| Task description |
Word for word, restate the lines from the start of the data below through the line containing "Query: black leggings".

| Record set |
-- -- --
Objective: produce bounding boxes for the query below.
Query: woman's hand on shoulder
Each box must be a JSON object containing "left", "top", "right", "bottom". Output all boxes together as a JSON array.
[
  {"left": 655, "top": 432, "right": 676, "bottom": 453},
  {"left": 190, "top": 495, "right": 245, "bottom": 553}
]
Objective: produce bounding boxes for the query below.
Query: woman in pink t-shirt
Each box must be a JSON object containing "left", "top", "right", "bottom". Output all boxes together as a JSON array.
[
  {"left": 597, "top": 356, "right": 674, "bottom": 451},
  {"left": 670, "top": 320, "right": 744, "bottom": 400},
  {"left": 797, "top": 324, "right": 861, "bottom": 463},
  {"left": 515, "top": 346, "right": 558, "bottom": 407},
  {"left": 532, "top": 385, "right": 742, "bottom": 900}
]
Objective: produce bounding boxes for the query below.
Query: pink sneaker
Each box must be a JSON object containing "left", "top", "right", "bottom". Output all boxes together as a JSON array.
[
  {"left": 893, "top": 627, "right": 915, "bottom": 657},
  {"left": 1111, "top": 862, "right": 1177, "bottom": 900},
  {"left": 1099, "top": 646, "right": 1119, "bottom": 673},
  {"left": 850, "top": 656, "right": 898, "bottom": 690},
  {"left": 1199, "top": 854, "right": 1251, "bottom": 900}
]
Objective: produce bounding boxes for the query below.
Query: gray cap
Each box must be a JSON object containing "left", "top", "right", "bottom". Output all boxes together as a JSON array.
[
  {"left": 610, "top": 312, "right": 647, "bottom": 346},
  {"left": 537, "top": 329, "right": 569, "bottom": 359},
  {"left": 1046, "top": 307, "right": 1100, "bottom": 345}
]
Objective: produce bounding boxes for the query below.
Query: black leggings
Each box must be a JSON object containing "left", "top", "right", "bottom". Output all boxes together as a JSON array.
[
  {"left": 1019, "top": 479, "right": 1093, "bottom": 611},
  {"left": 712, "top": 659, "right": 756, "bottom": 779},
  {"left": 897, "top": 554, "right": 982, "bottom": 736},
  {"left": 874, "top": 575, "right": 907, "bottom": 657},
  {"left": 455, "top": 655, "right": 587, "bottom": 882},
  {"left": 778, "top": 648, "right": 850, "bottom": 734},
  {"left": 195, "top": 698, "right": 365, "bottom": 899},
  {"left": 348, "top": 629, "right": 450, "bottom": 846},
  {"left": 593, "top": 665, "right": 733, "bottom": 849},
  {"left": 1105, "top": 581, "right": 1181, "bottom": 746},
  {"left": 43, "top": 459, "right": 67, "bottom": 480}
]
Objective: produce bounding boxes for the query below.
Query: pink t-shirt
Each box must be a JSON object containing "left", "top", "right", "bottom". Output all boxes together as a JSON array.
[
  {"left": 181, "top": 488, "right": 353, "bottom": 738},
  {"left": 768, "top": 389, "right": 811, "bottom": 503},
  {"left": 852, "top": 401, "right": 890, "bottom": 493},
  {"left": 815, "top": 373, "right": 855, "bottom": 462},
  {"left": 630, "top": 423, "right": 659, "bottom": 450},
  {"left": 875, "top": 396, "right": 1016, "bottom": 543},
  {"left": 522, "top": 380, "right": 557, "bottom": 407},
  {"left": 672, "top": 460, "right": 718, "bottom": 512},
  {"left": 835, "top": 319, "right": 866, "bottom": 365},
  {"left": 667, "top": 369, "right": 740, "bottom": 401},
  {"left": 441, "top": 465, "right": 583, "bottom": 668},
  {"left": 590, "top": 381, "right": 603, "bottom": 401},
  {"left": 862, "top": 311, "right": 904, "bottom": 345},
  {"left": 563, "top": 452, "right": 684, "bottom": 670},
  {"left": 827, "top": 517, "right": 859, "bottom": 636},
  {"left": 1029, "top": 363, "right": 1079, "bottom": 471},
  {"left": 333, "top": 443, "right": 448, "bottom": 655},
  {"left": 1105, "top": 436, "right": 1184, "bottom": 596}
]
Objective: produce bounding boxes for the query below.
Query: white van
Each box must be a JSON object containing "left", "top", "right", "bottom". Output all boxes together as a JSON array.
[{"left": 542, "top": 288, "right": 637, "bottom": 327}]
-- -- --
| Output of the exercise |
Objective: produce bounding boxes for the query below.
Query: woman's hand on shoulder
Each box must be a JSON object containing "left", "top", "right", "bottom". Output all boxes together as a JSON array.
[
  {"left": 655, "top": 432, "right": 676, "bottom": 453},
  {"left": 190, "top": 495, "right": 245, "bottom": 553}
]
Objective: produce bounding boxes for the query below.
Query: woman in pink t-shirt
Each box must be a JSON object containing "left", "top", "right", "bottom". Output all boxes together as a JSON array.
[
  {"left": 597, "top": 356, "right": 674, "bottom": 451},
  {"left": 670, "top": 320, "right": 744, "bottom": 400},
  {"left": 797, "top": 324, "right": 861, "bottom": 463},
  {"left": 515, "top": 346, "right": 558, "bottom": 407},
  {"left": 532, "top": 385, "right": 742, "bottom": 900}
]
Objective: produce bounding boxes for the query below.
Query: pink sneaker
Each box must be a JSON object containing "left", "top", "right", "bottom". Output all boxes together as a JSON array.
[
  {"left": 893, "top": 627, "right": 915, "bottom": 657},
  {"left": 1111, "top": 862, "right": 1177, "bottom": 900},
  {"left": 1099, "top": 646, "right": 1119, "bottom": 673},
  {"left": 850, "top": 656, "right": 898, "bottom": 690},
  {"left": 1199, "top": 854, "right": 1251, "bottom": 900}
]
Objective: produce bounding boxes for the query below.
Query: gray cap
Each box must be a JSON object containing "left", "top", "right", "bottom". Output all boxes together as a JSON array.
[
  {"left": 610, "top": 312, "right": 647, "bottom": 346},
  {"left": 537, "top": 329, "right": 569, "bottom": 359},
  {"left": 1046, "top": 307, "right": 1100, "bottom": 345}
]
Objective: produce bounding boxes for the query below.
Query: black leggings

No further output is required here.